__Task__
Each entry below needs to be copied exactly, with nothing dropped.

__Provided records__

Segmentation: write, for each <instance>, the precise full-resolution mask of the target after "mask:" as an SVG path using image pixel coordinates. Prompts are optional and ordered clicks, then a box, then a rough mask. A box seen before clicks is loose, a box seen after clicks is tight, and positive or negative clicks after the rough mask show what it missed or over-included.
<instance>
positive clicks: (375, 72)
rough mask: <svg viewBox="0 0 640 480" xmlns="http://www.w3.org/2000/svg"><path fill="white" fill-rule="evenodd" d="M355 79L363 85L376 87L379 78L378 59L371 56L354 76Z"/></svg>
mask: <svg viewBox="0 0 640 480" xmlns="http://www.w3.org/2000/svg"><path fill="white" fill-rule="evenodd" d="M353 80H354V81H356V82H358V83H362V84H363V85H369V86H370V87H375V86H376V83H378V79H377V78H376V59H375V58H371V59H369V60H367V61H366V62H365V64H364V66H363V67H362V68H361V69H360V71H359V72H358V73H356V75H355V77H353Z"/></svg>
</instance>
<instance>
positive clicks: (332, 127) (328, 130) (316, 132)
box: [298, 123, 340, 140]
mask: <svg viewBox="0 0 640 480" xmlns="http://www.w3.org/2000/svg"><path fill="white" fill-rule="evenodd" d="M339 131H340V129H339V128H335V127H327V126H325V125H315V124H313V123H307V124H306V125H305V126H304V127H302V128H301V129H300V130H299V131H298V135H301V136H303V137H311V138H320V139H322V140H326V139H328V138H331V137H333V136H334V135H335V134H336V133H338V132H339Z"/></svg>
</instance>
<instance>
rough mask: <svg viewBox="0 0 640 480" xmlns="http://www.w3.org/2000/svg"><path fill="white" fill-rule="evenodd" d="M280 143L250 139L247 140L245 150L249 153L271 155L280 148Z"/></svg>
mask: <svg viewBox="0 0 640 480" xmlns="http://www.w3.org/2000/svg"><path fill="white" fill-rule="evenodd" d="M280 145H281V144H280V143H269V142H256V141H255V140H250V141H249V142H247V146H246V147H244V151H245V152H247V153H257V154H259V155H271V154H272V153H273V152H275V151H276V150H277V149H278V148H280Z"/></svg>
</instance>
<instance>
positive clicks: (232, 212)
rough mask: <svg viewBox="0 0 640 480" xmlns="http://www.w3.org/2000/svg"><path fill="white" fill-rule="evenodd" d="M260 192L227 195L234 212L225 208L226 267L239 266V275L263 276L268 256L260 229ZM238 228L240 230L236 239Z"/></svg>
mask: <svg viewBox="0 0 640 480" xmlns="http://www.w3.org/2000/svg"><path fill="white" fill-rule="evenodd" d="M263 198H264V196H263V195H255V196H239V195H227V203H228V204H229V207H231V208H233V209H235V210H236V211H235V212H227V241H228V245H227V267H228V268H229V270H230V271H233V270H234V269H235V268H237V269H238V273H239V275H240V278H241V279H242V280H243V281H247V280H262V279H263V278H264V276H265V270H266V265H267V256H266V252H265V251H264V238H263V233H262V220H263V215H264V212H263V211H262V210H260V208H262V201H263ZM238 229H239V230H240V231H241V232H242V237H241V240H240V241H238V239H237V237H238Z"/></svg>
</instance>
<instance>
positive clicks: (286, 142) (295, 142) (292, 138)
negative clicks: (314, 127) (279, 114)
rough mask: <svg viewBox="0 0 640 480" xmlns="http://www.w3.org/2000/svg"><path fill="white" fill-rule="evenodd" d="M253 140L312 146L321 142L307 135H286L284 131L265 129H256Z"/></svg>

__Your solution__
Segmentation: write, for each <instance>, the precise full-resolution mask of the target after "mask:" as an SVG path using image pixel coordinates. Prompts are optional and ordered clicks, then a box, then a rough mask. A box seen before clicks is loose, a box seen after clicks is tight, and positive or negative clicks after the rough mask show what it missed or over-included.
<instance>
positive clicks: (375, 72)
rough mask: <svg viewBox="0 0 640 480" xmlns="http://www.w3.org/2000/svg"><path fill="white" fill-rule="evenodd" d="M355 79L363 85L376 87L379 78L378 59L371 56L354 76Z"/></svg>
mask: <svg viewBox="0 0 640 480" xmlns="http://www.w3.org/2000/svg"><path fill="white" fill-rule="evenodd" d="M353 80H354V81H356V82H358V83H362V84H363V85H369V86H370V87H375V86H376V83H378V79H377V78H376V59H375V58H371V59H369V60H367V61H366V62H365V64H364V66H363V67H362V68H361V69H360V71H359V72H358V73H356V75H355V77H353Z"/></svg>
</instance>
<instance>
positive clicks: (332, 127) (328, 130) (316, 132)
box: [298, 123, 340, 140]
mask: <svg viewBox="0 0 640 480" xmlns="http://www.w3.org/2000/svg"><path fill="white" fill-rule="evenodd" d="M339 131H340V129H339V128H335V127H327V126H325V125H315V124H313V123H307V124H306V125H305V126H304V127H302V128H301V129H300V130H299V131H298V135H301V136H303V137H311V138H320V139H322V140H326V139H328V138H331V137H333V136H334V135H335V134H336V133H338V132H339Z"/></svg>
</instance>
<instance>
rough mask: <svg viewBox="0 0 640 480" xmlns="http://www.w3.org/2000/svg"><path fill="white" fill-rule="evenodd" d="M280 143L250 139L247 140L245 150L249 153L271 155L280 148Z"/></svg>
mask: <svg viewBox="0 0 640 480" xmlns="http://www.w3.org/2000/svg"><path fill="white" fill-rule="evenodd" d="M280 145H281V144H280V143H269V142H256V141H255V140H250V141H249V142H247V146H246V147H244V151H245V152H247V153H257V154H259V155H271V154H272V153H273V152H275V151H276V150H277V149H278V148H280Z"/></svg>
</instance>
<instance>
positive clicks: (232, 212)
rough mask: <svg viewBox="0 0 640 480" xmlns="http://www.w3.org/2000/svg"><path fill="white" fill-rule="evenodd" d="M260 192L227 195L234 212L225 208L226 267L239 266V275L263 276L268 256L260 229ZM238 228L240 230L236 239Z"/></svg>
mask: <svg viewBox="0 0 640 480" xmlns="http://www.w3.org/2000/svg"><path fill="white" fill-rule="evenodd" d="M263 198H264V196H263V195H255V196H239V195H227V203H228V204H229V207H231V208H233V209H235V210H236V211H235V212H227V241H228V245H227V267H228V268H229V270H230V271H233V270H234V269H235V268H237V269H238V273H239V275H240V278H241V279H242V280H243V281H247V280H262V279H263V278H264V276H265V270H266V265H267V256H266V252H265V251H264V238H263V233H262V220H263V215H264V212H263V211H262V210H260V208H262V201H263ZM238 229H239V230H240V231H241V232H242V237H241V240H240V241H238V239H237V237H238Z"/></svg>
</instance>
<instance>
positive clicks: (286, 142) (295, 142) (292, 138)
negative clicks: (314, 127) (279, 114)
rough mask: <svg viewBox="0 0 640 480" xmlns="http://www.w3.org/2000/svg"><path fill="white" fill-rule="evenodd" d="M253 140L312 146L321 142L307 135H286L284 131L265 129H256Z"/></svg>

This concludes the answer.